## What is expected
Write the records out exactly as shown. No pictures.

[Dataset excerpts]
- - - -

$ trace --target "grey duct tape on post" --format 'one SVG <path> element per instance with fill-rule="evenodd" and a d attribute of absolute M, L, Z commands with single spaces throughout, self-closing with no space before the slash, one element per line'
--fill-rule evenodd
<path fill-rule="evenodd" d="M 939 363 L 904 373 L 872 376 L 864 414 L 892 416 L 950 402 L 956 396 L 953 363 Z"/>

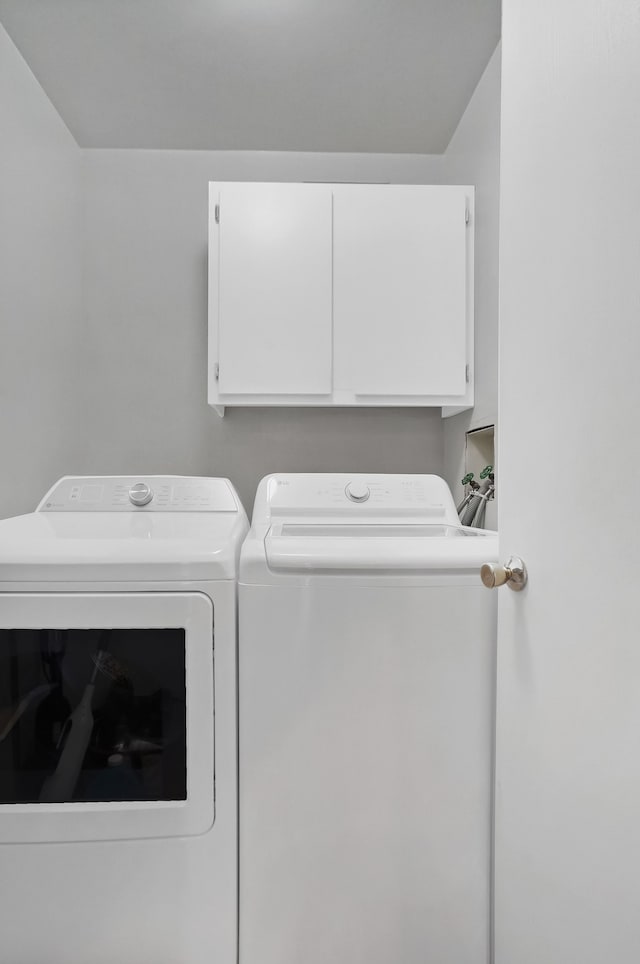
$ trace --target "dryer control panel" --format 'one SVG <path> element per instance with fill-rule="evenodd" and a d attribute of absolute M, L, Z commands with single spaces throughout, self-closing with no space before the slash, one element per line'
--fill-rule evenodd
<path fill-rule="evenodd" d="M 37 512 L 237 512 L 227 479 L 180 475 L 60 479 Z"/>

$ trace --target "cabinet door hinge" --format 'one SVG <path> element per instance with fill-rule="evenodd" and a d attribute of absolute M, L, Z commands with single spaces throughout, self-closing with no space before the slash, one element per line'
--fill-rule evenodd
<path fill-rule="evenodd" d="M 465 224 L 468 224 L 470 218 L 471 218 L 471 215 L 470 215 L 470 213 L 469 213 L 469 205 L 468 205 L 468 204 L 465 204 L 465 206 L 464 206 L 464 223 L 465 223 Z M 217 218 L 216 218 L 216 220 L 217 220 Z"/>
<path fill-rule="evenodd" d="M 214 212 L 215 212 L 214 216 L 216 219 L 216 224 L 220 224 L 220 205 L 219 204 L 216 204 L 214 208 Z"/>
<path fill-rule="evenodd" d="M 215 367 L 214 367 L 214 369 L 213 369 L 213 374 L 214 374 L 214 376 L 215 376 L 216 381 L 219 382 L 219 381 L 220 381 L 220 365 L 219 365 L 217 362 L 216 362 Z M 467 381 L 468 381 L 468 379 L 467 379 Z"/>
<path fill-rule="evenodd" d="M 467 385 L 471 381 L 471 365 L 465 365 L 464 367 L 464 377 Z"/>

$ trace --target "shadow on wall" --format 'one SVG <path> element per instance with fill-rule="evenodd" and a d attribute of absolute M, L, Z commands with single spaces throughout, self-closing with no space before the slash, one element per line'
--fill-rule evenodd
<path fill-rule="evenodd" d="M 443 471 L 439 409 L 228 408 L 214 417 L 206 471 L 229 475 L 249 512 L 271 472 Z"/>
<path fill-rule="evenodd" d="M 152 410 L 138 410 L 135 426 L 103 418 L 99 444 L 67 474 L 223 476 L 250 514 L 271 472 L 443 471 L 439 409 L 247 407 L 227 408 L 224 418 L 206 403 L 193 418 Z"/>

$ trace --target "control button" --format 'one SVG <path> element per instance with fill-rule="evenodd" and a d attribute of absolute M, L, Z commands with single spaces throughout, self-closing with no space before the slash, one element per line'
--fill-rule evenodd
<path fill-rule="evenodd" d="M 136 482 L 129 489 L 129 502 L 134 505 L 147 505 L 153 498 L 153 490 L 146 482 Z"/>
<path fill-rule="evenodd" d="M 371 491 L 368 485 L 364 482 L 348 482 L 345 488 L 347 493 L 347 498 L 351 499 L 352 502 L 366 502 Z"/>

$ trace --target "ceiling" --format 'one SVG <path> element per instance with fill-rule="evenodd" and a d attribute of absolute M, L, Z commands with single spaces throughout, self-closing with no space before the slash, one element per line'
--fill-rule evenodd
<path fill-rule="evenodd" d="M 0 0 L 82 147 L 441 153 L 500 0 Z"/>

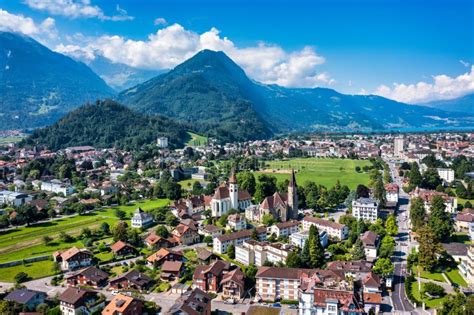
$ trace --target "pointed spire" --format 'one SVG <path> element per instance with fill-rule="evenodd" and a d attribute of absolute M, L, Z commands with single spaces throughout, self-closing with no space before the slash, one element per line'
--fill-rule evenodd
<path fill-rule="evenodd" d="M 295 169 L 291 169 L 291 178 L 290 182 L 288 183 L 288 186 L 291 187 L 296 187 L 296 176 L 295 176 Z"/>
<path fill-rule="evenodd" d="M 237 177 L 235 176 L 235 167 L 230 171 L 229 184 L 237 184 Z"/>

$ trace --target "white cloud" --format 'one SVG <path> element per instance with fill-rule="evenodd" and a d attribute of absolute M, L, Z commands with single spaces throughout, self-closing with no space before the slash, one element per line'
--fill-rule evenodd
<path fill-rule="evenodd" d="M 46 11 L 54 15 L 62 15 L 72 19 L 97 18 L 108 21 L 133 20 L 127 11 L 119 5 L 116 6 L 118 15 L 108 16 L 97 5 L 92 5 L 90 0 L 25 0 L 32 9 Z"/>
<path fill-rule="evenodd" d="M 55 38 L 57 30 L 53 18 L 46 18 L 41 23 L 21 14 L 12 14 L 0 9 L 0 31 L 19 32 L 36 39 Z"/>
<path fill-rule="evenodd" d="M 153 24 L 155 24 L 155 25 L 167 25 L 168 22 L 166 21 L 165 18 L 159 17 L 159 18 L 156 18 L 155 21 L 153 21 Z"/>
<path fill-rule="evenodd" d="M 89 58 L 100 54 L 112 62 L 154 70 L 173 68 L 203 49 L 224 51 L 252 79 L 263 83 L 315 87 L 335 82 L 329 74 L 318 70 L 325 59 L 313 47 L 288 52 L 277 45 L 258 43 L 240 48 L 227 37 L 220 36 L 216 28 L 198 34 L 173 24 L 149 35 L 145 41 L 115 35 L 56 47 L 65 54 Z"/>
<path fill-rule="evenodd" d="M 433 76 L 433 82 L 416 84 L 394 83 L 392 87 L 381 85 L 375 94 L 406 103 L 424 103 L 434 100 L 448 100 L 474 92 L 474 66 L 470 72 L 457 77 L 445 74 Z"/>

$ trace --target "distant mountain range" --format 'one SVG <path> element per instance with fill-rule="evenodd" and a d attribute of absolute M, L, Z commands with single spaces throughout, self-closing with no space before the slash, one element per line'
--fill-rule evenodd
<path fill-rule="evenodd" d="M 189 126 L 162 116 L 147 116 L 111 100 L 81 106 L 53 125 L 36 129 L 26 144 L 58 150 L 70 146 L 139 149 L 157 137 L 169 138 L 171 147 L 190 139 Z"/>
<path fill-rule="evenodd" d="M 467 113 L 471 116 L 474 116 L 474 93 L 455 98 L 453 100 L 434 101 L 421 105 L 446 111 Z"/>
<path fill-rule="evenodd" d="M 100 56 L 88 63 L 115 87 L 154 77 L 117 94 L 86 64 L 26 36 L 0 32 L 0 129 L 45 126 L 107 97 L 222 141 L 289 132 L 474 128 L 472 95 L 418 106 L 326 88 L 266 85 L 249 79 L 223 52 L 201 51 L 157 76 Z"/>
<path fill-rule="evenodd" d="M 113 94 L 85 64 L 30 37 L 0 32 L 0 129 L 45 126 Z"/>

- - - -

## Expected answer
$ trace --target "grey duct tape on post" --format 'one SVG <path> element per instance with fill-rule="evenodd" and a d attribute of absolute M, L, Z commands with single spaces throughout, self-closing with no space before the slash, one element per line'
--fill-rule evenodd
<path fill-rule="evenodd" d="M 939 363 L 904 373 L 872 376 L 864 414 L 892 416 L 950 402 L 956 396 L 953 363 Z"/>

$ trace --target "dryer control panel" --format 'one SVG <path> element per instance with fill-rule="evenodd" and a d attribute of absolute M, L, Z commands with single spaces throughout, self-closing with no space before the slash, one element per line'
--fill-rule evenodd
<path fill-rule="evenodd" d="M 37 512 L 237 512 L 227 479 L 180 475 L 60 479 Z"/>

$ trace --target "cabinet door hinge" --format 'one SVG <path> element per instance with fill-rule="evenodd" and a d attribute of absolute M, L, Z commands with single spaces throughout, self-closing with no space before the slash, one element per line'
--fill-rule evenodd
<path fill-rule="evenodd" d="M 465 224 L 468 224 L 470 218 L 471 218 L 471 215 L 470 215 L 470 213 L 469 213 L 469 205 L 468 205 L 468 204 L 465 204 L 465 206 L 464 206 L 464 223 L 465 223 Z M 217 218 L 216 218 L 216 220 L 217 220 Z"/>
<path fill-rule="evenodd" d="M 214 212 L 215 212 L 214 216 L 216 219 L 216 224 L 220 224 L 220 205 L 219 204 L 216 204 L 214 208 Z"/>
<path fill-rule="evenodd" d="M 215 367 L 214 367 L 214 369 L 213 369 L 213 374 L 214 374 L 214 376 L 215 376 L 216 381 L 219 382 L 219 381 L 220 381 L 220 365 L 219 365 L 217 362 L 216 362 Z M 467 381 L 468 381 L 468 379 L 467 379 Z"/>
<path fill-rule="evenodd" d="M 467 385 L 471 381 L 471 365 L 465 365 L 464 367 L 464 377 Z"/>

$ trace --target "shadow on wall" --format 'one SVG <path> element per instance with fill-rule="evenodd" and a d attribute of absolute M, L, Z commands with single spaces throughout, self-closing with no space before the slash, one element per line'
--fill-rule evenodd
<path fill-rule="evenodd" d="M 443 471 L 439 409 L 228 408 L 214 417 L 206 471 L 229 475 L 249 512 L 271 472 Z"/>
<path fill-rule="evenodd" d="M 152 410 L 138 410 L 135 426 L 103 418 L 99 444 L 67 474 L 223 476 L 250 514 L 271 472 L 443 471 L 439 409 L 247 407 L 227 408 L 224 418 L 206 403 L 193 418 Z"/>

$ trace --target "control button" --format 'one SVG <path> element per instance with fill-rule="evenodd" and a d attribute of absolute M, L, Z commands with single spaces throughout, self-closing with no space before the slash, one element per line'
--fill-rule evenodd
<path fill-rule="evenodd" d="M 136 482 L 129 489 L 129 502 L 134 505 L 147 505 L 153 498 L 153 490 L 146 482 Z"/>
<path fill-rule="evenodd" d="M 371 491 L 368 485 L 364 482 L 348 482 L 345 488 L 347 493 L 347 498 L 351 499 L 352 502 L 366 502 Z"/>

$ trace --target "ceiling" --format 'one SVG <path> element per instance with fill-rule="evenodd" and a d attribute of absolute M, L, Z commands with single spaces throughout, self-closing with no space before the slash, one element per line'
--fill-rule evenodd
<path fill-rule="evenodd" d="M 0 0 L 82 147 L 441 153 L 500 0 Z"/>

$ trace --target "pointed spire" --format 'one SVG <path> element per instance with fill-rule="evenodd" and a d attribute of absolute M, L, Z commands with single spaces throughout, self-closing with no space before the slash, one element per line'
--fill-rule evenodd
<path fill-rule="evenodd" d="M 295 169 L 291 169 L 291 178 L 290 182 L 288 183 L 288 186 L 291 187 L 296 187 L 296 176 L 295 176 Z"/>
<path fill-rule="evenodd" d="M 237 177 L 235 176 L 235 167 L 230 171 L 229 184 L 237 184 Z"/>

$ trace --target "white cloud" --format 'one SVG <path> element per instance with fill-rule="evenodd" and a d attribute of absolute M, L, Z commands with single spaces throughout, self-closing with no space before the slash, one element per line'
--fill-rule evenodd
<path fill-rule="evenodd" d="M 46 11 L 54 15 L 62 15 L 72 19 L 97 18 L 108 21 L 133 20 L 127 11 L 119 5 L 116 6 L 118 15 L 108 16 L 97 5 L 92 5 L 90 0 L 25 0 L 32 9 Z"/>
<path fill-rule="evenodd" d="M 55 38 L 57 30 L 53 18 L 46 18 L 41 23 L 21 14 L 12 14 L 0 9 L 0 31 L 19 32 L 36 39 Z"/>
<path fill-rule="evenodd" d="M 153 24 L 155 24 L 155 25 L 167 25 L 168 22 L 166 21 L 165 18 L 159 17 L 159 18 L 156 18 L 155 21 L 153 21 Z"/>
<path fill-rule="evenodd" d="M 89 58 L 100 54 L 112 62 L 154 70 L 173 68 L 203 49 L 224 51 L 252 79 L 263 83 L 315 87 L 335 82 L 329 74 L 318 70 L 325 59 L 313 47 L 288 52 L 277 45 L 258 43 L 240 48 L 227 37 L 220 36 L 216 28 L 198 34 L 173 24 L 149 35 L 145 41 L 115 35 L 56 47 L 65 54 Z"/>
<path fill-rule="evenodd" d="M 433 76 L 433 82 L 416 84 L 394 83 L 392 87 L 381 85 L 375 94 L 406 103 L 424 103 L 434 100 L 448 100 L 474 92 L 474 66 L 470 72 L 457 77 L 445 74 Z"/>

$ trace --target "distant mountain range" --format 'one SVG <path> element per instance with fill-rule="evenodd" and a d attribute of absolute M, L, Z commands with single spaces throughout, self-closing with no space before the slash, one element per line'
--fill-rule evenodd
<path fill-rule="evenodd" d="M 189 126 L 162 116 L 147 116 L 111 100 L 81 106 L 53 125 L 36 129 L 26 144 L 58 150 L 70 146 L 139 149 L 157 137 L 169 138 L 171 147 L 190 139 Z"/>
<path fill-rule="evenodd" d="M 467 113 L 471 116 L 474 116 L 474 93 L 455 98 L 453 100 L 434 101 L 421 105 L 446 111 Z"/>
<path fill-rule="evenodd" d="M 100 56 L 88 63 L 115 87 L 154 77 L 117 94 L 86 64 L 26 36 L 0 32 L 0 129 L 45 126 L 107 97 L 222 141 L 289 132 L 474 128 L 472 95 L 418 106 L 326 88 L 266 85 L 249 79 L 223 52 L 201 51 L 157 76 Z"/>
<path fill-rule="evenodd" d="M 113 94 L 85 64 L 30 37 L 0 32 L 0 129 L 45 126 Z"/>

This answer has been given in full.